(Stored entries)

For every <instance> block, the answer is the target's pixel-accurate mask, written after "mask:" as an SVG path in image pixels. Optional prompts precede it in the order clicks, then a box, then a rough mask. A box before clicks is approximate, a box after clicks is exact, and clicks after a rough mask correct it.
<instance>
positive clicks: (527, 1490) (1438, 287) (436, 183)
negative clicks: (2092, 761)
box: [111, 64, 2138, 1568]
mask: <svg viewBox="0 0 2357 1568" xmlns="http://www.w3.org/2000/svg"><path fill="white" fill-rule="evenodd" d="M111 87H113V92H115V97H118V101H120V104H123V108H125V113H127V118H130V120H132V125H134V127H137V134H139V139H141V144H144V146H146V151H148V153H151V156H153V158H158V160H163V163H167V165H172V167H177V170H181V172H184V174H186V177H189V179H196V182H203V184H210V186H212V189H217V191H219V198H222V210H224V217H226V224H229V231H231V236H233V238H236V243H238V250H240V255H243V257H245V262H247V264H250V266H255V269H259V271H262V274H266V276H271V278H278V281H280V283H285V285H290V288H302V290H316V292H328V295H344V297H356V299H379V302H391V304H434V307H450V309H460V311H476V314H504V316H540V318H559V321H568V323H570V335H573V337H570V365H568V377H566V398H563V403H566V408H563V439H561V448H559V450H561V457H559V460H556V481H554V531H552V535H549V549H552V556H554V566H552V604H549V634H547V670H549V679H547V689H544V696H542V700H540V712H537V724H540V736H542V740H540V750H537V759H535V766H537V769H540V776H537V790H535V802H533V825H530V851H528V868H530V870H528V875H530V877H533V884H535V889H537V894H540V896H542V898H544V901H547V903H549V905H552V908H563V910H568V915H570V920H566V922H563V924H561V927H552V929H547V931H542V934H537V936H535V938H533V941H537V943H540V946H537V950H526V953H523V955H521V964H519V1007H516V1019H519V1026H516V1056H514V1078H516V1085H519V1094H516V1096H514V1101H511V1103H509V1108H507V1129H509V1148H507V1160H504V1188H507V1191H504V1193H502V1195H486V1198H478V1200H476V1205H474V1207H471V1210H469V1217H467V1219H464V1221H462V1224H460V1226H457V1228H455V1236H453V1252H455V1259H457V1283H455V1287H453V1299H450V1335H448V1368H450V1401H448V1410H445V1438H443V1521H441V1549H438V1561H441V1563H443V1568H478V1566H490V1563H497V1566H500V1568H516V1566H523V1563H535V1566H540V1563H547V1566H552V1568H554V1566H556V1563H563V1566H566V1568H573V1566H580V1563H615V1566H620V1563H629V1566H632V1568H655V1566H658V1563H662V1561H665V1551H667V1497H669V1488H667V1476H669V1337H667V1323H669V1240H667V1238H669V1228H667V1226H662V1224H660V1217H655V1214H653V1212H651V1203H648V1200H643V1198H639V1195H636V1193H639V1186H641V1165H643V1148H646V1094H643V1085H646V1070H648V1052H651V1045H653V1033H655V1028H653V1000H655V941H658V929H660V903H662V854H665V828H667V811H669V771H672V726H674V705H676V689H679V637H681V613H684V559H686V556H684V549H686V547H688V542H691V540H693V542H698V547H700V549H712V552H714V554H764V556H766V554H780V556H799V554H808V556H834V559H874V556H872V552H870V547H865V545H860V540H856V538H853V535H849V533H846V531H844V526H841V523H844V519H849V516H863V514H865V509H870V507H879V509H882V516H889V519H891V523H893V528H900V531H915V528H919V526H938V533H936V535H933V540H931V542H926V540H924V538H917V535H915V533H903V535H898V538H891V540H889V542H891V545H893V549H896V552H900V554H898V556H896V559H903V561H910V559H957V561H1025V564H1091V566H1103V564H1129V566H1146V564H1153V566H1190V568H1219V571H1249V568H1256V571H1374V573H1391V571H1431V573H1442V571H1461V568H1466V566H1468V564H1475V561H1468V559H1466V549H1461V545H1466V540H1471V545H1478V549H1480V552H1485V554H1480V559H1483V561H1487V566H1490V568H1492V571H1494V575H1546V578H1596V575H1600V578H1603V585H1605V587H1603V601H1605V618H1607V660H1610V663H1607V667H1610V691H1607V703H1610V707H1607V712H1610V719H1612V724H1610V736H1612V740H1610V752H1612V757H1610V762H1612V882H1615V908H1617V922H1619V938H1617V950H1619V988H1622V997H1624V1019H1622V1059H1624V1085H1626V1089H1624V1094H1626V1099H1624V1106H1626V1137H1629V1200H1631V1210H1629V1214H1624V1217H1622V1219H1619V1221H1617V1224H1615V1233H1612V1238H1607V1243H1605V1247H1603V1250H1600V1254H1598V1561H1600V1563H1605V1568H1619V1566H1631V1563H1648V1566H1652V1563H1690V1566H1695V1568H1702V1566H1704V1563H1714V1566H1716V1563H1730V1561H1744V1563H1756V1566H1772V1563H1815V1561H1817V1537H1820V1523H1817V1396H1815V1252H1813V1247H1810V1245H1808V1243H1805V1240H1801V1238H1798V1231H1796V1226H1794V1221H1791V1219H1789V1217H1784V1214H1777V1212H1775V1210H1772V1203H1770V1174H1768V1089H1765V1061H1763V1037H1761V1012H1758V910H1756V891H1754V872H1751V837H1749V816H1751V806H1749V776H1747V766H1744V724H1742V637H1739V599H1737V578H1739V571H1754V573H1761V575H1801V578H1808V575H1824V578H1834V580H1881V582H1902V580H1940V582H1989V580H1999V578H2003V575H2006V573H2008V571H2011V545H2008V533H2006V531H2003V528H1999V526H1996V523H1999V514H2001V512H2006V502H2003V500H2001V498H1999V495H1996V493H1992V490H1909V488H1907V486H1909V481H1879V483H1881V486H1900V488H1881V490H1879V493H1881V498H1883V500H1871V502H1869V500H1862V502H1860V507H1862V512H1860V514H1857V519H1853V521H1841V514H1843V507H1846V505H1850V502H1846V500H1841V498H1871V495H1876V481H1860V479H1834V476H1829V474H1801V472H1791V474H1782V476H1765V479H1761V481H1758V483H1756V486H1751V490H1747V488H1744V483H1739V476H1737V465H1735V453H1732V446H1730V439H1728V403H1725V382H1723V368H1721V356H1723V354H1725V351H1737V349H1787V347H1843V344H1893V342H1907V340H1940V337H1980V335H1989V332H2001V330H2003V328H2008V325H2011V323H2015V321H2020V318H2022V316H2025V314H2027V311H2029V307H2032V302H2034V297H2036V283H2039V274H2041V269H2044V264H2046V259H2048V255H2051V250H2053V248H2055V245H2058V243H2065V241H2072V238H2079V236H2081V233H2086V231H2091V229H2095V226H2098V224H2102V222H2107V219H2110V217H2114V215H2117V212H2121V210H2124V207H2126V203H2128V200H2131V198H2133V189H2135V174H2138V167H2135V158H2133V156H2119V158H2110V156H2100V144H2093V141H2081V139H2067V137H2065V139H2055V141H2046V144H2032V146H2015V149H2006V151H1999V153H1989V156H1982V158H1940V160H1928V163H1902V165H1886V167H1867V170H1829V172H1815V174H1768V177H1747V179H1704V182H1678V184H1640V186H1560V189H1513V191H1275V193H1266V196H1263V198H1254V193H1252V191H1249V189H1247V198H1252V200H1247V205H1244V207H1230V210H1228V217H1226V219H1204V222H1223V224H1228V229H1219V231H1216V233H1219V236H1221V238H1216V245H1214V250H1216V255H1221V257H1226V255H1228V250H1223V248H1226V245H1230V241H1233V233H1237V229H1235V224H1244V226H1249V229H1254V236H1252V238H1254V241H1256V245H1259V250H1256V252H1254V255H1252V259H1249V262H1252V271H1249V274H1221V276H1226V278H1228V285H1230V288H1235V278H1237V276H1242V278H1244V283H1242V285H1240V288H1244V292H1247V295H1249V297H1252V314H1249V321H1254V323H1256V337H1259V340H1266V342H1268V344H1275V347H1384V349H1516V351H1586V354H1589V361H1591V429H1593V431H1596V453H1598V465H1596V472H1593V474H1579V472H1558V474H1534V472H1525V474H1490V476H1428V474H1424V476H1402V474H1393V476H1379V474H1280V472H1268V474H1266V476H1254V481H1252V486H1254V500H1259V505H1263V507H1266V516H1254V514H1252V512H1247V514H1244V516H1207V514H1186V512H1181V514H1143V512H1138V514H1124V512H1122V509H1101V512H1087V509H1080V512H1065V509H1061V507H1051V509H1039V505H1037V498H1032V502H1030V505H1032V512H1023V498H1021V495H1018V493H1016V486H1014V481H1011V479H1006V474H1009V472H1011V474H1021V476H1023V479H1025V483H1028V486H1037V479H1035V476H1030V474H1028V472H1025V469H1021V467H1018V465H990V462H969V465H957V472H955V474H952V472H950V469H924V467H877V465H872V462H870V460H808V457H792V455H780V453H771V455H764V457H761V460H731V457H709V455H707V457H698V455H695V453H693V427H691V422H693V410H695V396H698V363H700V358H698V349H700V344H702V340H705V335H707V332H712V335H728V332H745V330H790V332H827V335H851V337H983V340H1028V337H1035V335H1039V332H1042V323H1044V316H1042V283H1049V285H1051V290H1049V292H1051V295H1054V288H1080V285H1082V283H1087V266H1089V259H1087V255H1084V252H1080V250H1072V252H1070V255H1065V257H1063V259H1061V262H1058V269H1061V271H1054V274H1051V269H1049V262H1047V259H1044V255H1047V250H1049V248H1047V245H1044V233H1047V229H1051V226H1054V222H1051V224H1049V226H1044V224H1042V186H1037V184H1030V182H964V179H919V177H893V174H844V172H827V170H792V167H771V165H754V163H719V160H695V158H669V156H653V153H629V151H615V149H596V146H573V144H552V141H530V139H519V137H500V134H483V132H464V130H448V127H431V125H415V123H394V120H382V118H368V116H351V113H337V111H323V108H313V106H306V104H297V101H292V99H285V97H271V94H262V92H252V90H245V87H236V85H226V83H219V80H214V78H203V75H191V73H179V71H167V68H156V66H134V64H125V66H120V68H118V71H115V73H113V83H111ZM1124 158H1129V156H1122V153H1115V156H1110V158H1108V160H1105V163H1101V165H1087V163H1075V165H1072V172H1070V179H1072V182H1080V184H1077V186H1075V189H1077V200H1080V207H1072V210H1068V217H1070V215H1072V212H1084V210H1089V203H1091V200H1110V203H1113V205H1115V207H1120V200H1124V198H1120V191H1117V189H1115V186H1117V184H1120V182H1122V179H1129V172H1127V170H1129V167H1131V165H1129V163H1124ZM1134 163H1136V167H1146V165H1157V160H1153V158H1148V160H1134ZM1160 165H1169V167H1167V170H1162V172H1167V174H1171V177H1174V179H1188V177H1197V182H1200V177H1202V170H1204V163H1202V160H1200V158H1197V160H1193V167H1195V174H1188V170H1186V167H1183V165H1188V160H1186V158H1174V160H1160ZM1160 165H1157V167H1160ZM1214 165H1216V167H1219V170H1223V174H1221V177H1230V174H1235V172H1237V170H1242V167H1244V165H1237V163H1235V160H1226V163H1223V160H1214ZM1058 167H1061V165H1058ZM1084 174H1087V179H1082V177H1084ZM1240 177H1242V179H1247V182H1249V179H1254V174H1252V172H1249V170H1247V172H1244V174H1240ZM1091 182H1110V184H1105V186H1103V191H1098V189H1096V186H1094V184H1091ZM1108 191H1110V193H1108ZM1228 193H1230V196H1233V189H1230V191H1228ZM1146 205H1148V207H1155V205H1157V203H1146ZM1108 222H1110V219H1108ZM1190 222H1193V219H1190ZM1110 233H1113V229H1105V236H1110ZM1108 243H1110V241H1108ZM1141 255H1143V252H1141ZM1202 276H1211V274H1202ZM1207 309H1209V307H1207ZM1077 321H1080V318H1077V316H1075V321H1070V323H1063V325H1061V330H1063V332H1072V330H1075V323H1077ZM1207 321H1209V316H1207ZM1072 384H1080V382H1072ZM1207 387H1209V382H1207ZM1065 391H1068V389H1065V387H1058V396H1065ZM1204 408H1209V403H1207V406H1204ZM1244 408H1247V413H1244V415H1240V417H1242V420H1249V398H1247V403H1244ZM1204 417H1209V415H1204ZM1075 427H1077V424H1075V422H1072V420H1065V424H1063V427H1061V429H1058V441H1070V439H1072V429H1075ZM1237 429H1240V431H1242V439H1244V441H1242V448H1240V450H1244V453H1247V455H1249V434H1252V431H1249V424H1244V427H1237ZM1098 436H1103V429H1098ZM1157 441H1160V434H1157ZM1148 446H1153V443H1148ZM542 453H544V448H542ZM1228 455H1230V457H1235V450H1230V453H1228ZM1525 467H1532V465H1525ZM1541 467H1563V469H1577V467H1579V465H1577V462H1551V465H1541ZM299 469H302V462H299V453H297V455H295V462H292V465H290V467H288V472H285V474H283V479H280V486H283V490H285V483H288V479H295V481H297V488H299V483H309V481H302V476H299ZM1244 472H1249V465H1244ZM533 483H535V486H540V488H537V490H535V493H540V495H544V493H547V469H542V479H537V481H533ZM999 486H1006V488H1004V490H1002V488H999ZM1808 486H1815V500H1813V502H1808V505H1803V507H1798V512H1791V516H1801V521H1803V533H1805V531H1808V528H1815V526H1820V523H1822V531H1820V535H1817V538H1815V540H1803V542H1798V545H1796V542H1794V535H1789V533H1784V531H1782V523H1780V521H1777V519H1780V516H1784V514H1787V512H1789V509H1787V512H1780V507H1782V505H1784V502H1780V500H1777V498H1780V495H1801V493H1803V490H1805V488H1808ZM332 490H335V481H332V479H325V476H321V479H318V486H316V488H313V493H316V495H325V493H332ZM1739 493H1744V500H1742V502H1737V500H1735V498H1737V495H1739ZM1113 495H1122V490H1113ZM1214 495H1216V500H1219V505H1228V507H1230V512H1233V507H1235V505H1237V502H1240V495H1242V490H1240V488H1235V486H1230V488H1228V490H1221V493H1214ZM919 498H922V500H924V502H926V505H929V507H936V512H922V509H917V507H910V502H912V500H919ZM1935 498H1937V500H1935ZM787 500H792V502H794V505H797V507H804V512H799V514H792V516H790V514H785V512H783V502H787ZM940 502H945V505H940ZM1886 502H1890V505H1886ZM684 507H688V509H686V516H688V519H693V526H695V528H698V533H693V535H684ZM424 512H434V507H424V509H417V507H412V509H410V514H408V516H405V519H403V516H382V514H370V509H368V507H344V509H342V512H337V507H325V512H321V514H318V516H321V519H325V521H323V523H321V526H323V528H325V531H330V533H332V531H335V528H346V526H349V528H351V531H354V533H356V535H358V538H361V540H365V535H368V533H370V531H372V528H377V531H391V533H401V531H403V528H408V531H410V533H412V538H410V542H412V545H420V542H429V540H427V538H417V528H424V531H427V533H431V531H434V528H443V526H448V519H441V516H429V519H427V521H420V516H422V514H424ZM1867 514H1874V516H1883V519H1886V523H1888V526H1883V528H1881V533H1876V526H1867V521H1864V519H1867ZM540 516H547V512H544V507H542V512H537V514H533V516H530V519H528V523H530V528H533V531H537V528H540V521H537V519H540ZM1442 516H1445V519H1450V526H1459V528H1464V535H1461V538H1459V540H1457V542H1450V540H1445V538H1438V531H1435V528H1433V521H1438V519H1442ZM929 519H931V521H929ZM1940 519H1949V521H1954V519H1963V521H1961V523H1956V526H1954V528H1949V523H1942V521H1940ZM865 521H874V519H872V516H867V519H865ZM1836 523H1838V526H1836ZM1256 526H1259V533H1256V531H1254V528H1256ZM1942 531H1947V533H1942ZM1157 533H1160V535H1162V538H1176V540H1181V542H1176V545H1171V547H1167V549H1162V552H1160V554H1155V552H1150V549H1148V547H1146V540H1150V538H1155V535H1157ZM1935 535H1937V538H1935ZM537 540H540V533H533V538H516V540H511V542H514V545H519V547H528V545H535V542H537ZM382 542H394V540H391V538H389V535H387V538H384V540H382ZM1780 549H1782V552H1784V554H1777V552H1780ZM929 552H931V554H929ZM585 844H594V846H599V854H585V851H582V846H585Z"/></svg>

TASK REQUIREMENTS: Copy the listing word for word, starting at its first line and ending with the line that contains "box: [111, 64, 2138, 1568]".

RESULT OF THE EXERCISE:
For every <instance> block, the answer is the target's pixel-accurate mask, written after "mask:" as an SVG path in image pixels. Optional prompts precede it in the order clicks, then a box, then a rough mask. A box before clicks is approximate, a box after clicks is exact, and clicks after a rough mask correct it.
<instance>
positive clicks: (527, 1490) (1438, 287) (436, 183)
negative clicks: (2092, 761)
box: [111, 64, 2138, 1568]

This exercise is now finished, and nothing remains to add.